SUPPLIED INFORMATION —
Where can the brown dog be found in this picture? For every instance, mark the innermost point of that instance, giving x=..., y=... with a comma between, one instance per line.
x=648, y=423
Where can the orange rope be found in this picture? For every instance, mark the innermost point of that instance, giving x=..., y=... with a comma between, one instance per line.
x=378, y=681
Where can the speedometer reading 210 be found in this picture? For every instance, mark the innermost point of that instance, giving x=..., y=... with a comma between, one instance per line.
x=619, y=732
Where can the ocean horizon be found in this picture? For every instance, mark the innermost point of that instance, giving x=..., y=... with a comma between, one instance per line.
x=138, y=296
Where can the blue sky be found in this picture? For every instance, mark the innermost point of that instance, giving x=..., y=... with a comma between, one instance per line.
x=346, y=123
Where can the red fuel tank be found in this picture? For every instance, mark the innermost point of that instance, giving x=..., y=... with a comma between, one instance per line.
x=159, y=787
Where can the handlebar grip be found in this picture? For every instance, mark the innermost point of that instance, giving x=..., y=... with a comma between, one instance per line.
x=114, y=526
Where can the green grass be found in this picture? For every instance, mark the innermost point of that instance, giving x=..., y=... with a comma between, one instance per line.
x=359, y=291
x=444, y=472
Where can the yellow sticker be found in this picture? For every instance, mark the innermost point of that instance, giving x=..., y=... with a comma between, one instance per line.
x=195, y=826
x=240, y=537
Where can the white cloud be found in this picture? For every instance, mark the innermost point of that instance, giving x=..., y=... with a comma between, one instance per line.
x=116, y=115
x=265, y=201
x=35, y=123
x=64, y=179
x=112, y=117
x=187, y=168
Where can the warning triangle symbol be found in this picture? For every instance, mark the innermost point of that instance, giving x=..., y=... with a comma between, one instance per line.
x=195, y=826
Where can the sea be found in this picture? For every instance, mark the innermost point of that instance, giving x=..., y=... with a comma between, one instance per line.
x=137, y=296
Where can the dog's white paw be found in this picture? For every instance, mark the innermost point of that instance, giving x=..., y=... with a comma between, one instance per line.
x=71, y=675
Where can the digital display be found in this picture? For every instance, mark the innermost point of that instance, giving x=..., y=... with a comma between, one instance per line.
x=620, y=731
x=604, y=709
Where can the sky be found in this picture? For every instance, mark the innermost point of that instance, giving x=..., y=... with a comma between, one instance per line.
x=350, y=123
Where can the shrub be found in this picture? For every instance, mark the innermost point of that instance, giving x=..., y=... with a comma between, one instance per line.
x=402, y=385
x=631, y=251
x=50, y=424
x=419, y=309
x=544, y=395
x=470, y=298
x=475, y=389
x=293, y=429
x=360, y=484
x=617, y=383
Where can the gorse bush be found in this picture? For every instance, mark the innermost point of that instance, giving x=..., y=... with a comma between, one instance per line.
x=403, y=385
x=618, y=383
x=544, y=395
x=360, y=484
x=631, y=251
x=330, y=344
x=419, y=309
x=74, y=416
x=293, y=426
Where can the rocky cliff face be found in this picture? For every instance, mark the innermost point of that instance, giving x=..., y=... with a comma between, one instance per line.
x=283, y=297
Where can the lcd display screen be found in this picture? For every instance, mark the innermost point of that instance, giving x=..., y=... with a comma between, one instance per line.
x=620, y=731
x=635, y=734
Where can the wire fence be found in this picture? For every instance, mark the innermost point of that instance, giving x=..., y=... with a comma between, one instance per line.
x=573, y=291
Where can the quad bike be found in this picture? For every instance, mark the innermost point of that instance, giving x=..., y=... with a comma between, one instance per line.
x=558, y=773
==
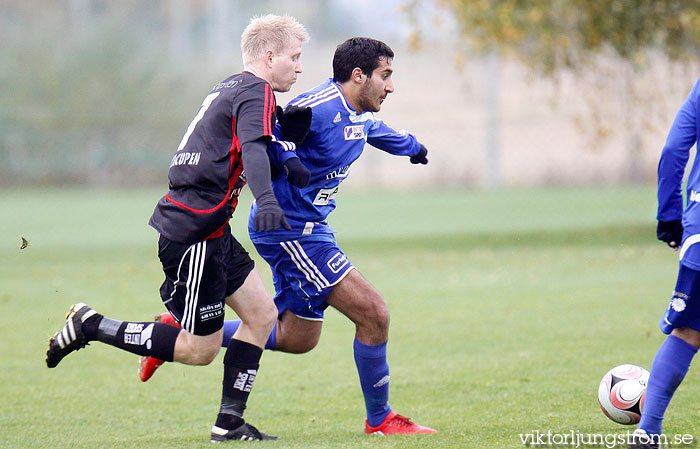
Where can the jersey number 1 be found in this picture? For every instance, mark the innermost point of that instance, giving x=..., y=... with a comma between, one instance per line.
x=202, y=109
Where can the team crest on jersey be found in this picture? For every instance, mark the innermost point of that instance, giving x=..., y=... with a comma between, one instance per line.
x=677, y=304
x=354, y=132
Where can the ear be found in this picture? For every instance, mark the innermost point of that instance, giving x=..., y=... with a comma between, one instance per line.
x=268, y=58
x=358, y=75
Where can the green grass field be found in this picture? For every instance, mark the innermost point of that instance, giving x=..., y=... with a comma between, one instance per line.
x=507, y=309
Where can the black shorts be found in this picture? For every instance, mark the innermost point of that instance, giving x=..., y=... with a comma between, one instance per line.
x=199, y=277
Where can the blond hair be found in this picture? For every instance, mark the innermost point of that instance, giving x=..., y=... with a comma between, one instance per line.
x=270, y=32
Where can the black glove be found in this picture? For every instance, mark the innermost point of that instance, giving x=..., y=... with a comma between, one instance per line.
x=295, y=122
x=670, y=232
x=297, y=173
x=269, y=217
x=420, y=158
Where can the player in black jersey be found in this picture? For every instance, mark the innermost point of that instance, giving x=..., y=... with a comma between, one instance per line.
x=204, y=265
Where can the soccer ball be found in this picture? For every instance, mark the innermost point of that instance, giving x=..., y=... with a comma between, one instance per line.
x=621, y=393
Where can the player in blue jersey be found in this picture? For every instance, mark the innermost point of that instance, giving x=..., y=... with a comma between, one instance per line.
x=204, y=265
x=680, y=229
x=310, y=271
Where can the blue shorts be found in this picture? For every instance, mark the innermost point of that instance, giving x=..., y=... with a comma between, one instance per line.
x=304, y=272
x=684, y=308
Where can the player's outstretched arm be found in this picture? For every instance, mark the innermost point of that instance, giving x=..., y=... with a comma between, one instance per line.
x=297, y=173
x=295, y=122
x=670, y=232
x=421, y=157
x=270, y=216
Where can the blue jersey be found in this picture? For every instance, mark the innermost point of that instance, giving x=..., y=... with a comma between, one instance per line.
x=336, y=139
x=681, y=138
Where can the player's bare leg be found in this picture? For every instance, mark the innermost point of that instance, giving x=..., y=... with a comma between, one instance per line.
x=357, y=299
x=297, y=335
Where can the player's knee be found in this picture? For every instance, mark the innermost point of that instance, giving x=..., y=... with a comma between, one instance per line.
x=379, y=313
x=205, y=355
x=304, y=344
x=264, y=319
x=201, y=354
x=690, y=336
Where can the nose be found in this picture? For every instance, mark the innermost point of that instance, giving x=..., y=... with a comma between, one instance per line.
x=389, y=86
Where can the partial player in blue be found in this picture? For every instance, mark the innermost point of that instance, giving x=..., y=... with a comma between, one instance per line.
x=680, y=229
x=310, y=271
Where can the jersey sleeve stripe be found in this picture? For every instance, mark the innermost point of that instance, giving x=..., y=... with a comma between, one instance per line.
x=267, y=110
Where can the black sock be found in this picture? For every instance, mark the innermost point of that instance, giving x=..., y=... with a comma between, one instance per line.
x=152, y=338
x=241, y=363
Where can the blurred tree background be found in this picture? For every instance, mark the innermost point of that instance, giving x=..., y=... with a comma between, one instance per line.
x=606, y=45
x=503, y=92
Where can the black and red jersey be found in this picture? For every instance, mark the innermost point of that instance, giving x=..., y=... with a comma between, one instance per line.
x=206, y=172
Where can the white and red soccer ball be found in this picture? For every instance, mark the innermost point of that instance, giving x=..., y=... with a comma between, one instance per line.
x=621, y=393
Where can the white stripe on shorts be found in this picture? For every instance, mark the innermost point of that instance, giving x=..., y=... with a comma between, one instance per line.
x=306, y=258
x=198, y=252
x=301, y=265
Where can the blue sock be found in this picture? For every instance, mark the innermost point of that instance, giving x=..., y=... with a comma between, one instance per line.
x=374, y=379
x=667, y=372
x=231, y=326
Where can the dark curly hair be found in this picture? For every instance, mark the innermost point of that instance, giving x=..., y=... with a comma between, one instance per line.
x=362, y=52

PROBLEM DETAILS —
Render the lines of the listing above, from the line that contains "Where can the blue sock" up to and including the line that contains "x=362, y=52", as a Markdown table with the columns Row and Line. Put each line's sequential number under Row and omit blank lines.

TASK RESPONSE —
| Row | Line |
|---|---|
| 1 | Where can the blue sock be found in this picture? For every instance, mark the innermost point of that instance, giving x=..., y=... with a comma between, one instance per line. |
| 2 | x=374, y=379 |
| 3 | x=667, y=372 |
| 4 | x=231, y=326 |
| 5 | Where can the dark curly hair be found in this picture? For every instance, mark the innermost point of that instance, giving x=..., y=... with a comma between, one instance per line. |
| 6 | x=362, y=52 |